**Requisitos da tarefa:**
Copie sem nenhuma alteração o trecho das linhas abaixo que começa na primeira linha e termina na linha que contém "537, 197, 760, 462". Inclua as duas extremidades.

**Dados para processamento:**
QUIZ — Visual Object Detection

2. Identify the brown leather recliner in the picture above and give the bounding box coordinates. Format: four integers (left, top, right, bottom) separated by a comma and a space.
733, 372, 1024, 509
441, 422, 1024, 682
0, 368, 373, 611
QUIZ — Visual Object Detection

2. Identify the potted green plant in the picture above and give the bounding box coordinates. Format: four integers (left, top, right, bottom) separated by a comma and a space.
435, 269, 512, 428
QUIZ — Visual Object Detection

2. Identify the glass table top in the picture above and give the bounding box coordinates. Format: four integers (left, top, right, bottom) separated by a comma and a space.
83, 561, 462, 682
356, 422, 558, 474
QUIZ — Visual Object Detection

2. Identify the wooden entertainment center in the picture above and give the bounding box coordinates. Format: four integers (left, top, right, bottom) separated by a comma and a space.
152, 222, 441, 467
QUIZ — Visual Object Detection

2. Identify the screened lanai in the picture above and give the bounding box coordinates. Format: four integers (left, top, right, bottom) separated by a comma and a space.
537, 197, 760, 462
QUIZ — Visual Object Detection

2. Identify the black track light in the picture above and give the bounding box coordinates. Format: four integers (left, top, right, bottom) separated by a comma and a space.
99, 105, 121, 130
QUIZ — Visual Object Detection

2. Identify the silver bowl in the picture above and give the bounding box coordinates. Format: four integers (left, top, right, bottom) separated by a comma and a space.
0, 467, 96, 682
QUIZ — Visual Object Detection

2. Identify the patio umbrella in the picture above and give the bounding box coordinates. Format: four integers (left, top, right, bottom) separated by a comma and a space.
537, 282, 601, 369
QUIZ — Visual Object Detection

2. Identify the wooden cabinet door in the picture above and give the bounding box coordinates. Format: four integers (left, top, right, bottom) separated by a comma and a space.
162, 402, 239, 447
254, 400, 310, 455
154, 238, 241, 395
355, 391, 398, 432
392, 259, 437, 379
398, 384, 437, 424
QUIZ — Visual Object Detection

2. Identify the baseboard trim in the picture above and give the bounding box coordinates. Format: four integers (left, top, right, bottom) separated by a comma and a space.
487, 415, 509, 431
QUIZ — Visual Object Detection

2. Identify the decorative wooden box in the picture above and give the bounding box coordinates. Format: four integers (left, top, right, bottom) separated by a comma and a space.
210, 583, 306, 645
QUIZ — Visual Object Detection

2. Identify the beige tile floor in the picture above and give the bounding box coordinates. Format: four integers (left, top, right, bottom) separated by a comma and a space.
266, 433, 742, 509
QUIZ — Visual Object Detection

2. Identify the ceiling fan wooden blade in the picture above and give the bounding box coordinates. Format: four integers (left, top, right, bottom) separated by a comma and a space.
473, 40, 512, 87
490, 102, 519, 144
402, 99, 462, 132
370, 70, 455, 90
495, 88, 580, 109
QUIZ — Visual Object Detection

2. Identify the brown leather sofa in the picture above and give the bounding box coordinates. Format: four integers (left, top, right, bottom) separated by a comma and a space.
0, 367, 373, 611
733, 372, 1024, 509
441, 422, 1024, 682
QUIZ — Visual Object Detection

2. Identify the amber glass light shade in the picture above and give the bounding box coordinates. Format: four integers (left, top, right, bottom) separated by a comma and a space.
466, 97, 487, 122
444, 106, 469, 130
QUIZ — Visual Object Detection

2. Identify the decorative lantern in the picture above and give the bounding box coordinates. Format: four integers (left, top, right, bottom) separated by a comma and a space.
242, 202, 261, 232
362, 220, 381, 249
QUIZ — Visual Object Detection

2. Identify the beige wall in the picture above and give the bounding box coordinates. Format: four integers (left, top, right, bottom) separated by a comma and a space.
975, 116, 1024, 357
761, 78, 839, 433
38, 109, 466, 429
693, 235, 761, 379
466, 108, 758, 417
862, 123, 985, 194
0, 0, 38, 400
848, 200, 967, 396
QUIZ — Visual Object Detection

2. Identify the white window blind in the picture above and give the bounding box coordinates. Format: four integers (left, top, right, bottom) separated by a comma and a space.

**Resultado da tarefa:**
QUIZ — Visual Object Detection

2. Identify the brown leather recliner in the picture above and give the bounding box coordinates. Format: four integers (left, top, right, bottom) separated by a comma and a space.
733, 372, 1024, 509
441, 422, 1024, 682
0, 368, 373, 611
QUIZ — Visual Object Detection

2. Identify the potted green plant in the picture above and give the bounding box coordinates. Format: four integers (left, top, right, bottom) separated by a comma and a space.
435, 269, 512, 428
QUIZ — Visual Object Detection

2. Identify the glass table top in the picture above and give the bounding box coordinates. Format: four integers (left, top, right, bottom) separated by a comma and a space.
83, 561, 462, 682
356, 422, 558, 474
QUIZ — Visual Object Detection

2. Identify the wooden entertainment center in the picture above and give the bounding box coordinates. Format: four integers (left, top, right, bottom) separated by a comma and a space.
152, 222, 441, 467
QUIZ — Visual Object Detection

2. Identify the screened lanai in the picture above and give the bounding box coordinates. Format: four integers (left, top, right, bottom) separated by a comma and a space.
537, 197, 760, 462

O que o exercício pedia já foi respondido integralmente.